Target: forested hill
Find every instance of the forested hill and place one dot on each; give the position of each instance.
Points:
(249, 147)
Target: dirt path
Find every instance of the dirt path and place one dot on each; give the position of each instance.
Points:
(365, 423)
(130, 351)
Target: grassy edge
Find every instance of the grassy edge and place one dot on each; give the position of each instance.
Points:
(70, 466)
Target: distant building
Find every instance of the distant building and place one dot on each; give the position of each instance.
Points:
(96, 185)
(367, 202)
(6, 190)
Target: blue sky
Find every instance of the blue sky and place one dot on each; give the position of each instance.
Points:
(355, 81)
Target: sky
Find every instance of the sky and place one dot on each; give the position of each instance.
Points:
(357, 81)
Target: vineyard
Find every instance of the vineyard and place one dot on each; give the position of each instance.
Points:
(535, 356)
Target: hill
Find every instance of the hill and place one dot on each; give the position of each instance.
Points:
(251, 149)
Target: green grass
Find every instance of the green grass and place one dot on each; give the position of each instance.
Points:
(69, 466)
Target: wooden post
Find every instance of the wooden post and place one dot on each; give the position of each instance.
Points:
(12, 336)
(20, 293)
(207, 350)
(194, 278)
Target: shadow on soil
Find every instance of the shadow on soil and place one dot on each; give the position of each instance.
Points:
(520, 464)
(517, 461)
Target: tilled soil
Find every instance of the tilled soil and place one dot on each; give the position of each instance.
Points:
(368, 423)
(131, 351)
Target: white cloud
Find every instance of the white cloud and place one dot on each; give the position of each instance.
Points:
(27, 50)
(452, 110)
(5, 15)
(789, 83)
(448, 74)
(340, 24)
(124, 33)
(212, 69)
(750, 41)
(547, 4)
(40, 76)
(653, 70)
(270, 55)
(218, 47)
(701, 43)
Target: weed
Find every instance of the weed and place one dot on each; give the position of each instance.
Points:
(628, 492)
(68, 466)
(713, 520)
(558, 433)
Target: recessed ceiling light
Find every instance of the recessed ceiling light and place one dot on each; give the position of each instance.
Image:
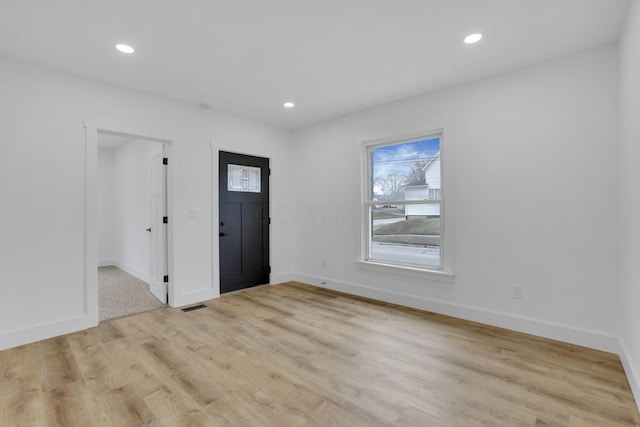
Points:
(473, 38)
(125, 48)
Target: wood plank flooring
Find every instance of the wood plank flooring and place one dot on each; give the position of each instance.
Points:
(296, 355)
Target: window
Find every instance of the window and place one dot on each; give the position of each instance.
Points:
(403, 202)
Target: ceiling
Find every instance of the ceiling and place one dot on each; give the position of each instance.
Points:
(330, 57)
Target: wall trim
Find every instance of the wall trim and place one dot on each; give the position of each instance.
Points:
(519, 324)
(631, 371)
(44, 331)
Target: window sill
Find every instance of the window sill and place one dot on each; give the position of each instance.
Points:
(417, 273)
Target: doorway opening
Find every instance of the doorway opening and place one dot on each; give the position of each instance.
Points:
(243, 231)
(132, 224)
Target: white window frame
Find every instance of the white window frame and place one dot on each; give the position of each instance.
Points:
(442, 272)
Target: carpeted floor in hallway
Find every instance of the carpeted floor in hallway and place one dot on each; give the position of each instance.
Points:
(121, 294)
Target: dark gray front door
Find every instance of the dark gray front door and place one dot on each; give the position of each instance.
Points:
(244, 221)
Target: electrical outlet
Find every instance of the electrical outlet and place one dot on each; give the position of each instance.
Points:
(516, 292)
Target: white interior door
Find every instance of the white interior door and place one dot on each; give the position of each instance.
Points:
(158, 230)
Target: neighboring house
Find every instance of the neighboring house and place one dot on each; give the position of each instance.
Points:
(430, 190)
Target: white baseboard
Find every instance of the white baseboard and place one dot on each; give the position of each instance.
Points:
(632, 372)
(133, 271)
(44, 331)
(282, 278)
(530, 326)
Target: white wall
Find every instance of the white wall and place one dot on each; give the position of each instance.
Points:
(630, 195)
(132, 202)
(533, 158)
(42, 187)
(106, 207)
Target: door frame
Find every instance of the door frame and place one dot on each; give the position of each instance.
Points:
(132, 130)
(158, 287)
(215, 212)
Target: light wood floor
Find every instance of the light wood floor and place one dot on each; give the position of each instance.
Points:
(295, 355)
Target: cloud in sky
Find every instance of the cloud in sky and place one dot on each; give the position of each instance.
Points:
(397, 158)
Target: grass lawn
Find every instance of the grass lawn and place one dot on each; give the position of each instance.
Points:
(415, 231)
(386, 213)
(428, 226)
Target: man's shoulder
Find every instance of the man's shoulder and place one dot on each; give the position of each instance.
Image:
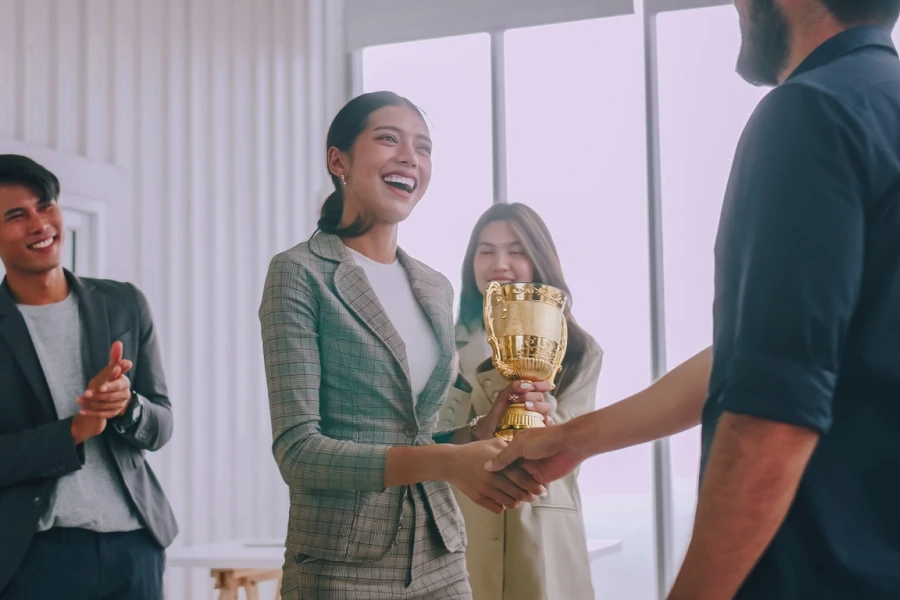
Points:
(117, 293)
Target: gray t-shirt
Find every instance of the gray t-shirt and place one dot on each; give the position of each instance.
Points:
(94, 497)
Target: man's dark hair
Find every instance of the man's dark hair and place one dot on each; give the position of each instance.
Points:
(864, 12)
(16, 169)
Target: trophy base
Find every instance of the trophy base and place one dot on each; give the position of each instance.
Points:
(517, 418)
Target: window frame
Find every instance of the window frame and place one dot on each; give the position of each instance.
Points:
(477, 16)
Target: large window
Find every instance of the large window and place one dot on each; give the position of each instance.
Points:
(576, 154)
(703, 110)
(567, 135)
(450, 80)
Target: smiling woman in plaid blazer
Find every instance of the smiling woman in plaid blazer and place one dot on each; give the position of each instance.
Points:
■ ■ ■
▶ _Directions_
Produce a word-for-word copy of the records, omitting all images.

▶ _Your solution_
Target: forested hill
Find every instance of the forested hill and place one dot on each; give the position of each instance.
Points:
(249, 147)
Target: dirt path
Find every instance of the dirt path and place one dot on each; give the position of each instance.
Points:
(365, 423)
(130, 351)
Target: grassy edge
Find every instance of the grassy edge and place one dot on each; give the position of each instance.
Points:
(70, 466)
Target: distant building
Find every instance of the distant building and place one dot on each; give the position of each instance.
Points:
(96, 185)
(367, 202)
(6, 190)
Target: blue sky
Find every instance of the blue sky and place one dot on each; give the position of each instance.
Points:
(355, 81)
Target: sky
Find every instance of the sky and place one dot on each; give the position of each instance.
Points:
(357, 81)
Target: vineyard
Find every instance of the vineyard and place one dot on each; give the position of each instance.
Points:
(535, 356)
Target: hill
Find every instance of the hill and place one dot on each; give the position of each instance.
Points:
(251, 149)
Target: green grass
Find every instance of the green grass and place one dot on each; give the position of each instance.
Points:
(69, 466)
Target: wooden post
Find every instance of the wooden post and place one dot on each; give the position of each instance.
Points:
(12, 336)
(20, 293)
(207, 350)
(194, 278)
Target: shadow on soil
Find every instance of the shadow on soil and place one dot on each; give the position of each instance.
Points:
(520, 464)
(517, 461)
Target: tilled soil
Find every instance of the tilled soil and place one dot on each; give the position of each instance.
Points:
(368, 423)
(131, 351)
Target: white cloud
Find every instance of the white cloud and place one dot on each; give the position of each instance.
Points:
(27, 50)
(452, 110)
(5, 15)
(789, 83)
(448, 74)
(340, 24)
(124, 33)
(212, 69)
(750, 41)
(547, 4)
(40, 76)
(653, 70)
(270, 55)
(218, 47)
(701, 43)
Target: weed
Find every instance of the weed and place one dot on each; give the position of each instance.
Points:
(628, 492)
(68, 466)
(713, 520)
(558, 433)
Target: recessed ceiling light
Find every instance of the recessed ceiling light and place one dot on each; give the position of each instance.
Image:
Points:
(473, 38)
(125, 48)
Target: wood plank flooring
Find every instance of the wood plank flooring and place one dot on each; give the position of each instance.
Points:
(296, 355)
Target: window
Find every instance of the window and place one dot on each; give the position of each instance.
Points:
(403, 202)
Target: ceiling
Find every instance of the ceiling and place one dot on each; give the position of each instance.
Points:
(330, 57)
Target: wall trim
Find every instance of the wall trim and place one dot on each; give the position of each instance.
Points:
(519, 324)
(631, 371)
(44, 331)
Target: window sill
Find every instance of the window sill and place one dot on each; give the position of each instance.
Points:
(417, 273)
Target: doorway opening
Find every instance of the doorway opening and place one dot on each; give the position of each instance.
Points:
(243, 231)
(132, 224)
Target: white window frame
Find every instance of the white window frame and place one dot on each; give the position of each instance.
Points:
(442, 272)
Target: carpeted floor in hallway
Find every instance of the carpeted floor in hallway and place one dot on each; give the position of each instance.
Points:
(121, 294)
Target: dark gray front door
Find every instance of the dark gray front door and place one dot on each; give the position of each instance.
Points:
(244, 221)
Target: electrical outlet
Find every instance of the electrical outlet and place one dot on each; give the position of each instance.
Points:
(516, 292)
Target: white interior door
Find every instance of the white interior door and place one dot on each; give the position of each instance.
Points:
(158, 230)
Target: neighboring house
Find every instance of the neighboring house and place one dot on each; give the position of each instance.
Points:
(430, 190)
Target: white baseboard
Find every instance of the white baseboard and place one dot on each; give the position of each instance.
Points:
(632, 372)
(133, 271)
(44, 331)
(282, 278)
(530, 326)
Target: white wall
Find every instance of the white wall and place one dot on each; give the position of each instance.
Points:
(630, 195)
(132, 202)
(533, 158)
(42, 187)
(106, 207)
Target: door frame
Find every instance of the door frame and place one dot on each; give the position of each instance.
Points:
(132, 130)
(158, 287)
(215, 212)
Target: light wood floor
Find every instance of the light wood floor and place one dot on each; give the position of each instance.
Points:
(295, 355)
Target: cloud in sky
Find every instance of the cloud in sky and place one dot on each; give the position of each instance.
Points:
(397, 158)
Target: grass lawn
Find every instance of the grass lawn and place one dot on each; give the position of each instance.
Points:
(415, 231)
(386, 213)
(428, 226)
Target: man's shoulder
Find every instance of the man's shoulder and place one dot on each; give the position of each instance.
Image:
Points:
(117, 293)
Target: gray t-shirt
Find every instance of the gray t-shirt and place one dot on each; give the position of each instance.
Points:
(94, 497)
Target: man's dark hair
Find every instance of the man's dark hair and place one dot on each; give the position of each instance.
Points:
(864, 12)
(16, 169)
Target: trophy base
Find every instance of the trophy base and place one dot on each; give the position of each instance.
Points:
(517, 418)
Target: window frame
Find every instance of the window frame and place one dot on each; give the position of each instance.
Points:
(477, 16)
Target: large window
Find every instance of the large window and place one dot on each; give the position of each instance.
Points:
(576, 154)
(703, 110)
(567, 135)
(450, 80)
Target: smiling woman in plaid blazer
Find every instance of the smiling woman in plaid blazer and place one dot on each; give the position of each instance.
Points:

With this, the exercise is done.